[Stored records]
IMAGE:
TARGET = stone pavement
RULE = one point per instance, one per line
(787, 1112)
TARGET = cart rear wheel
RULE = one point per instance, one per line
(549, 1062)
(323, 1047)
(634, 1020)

YOUR OBJECTIVE: Search the records for the word "TARGET". Copy every line that has it.

RESULT OF THE TASK:
TARGET = stone pavement
TARGET = cart rear wheel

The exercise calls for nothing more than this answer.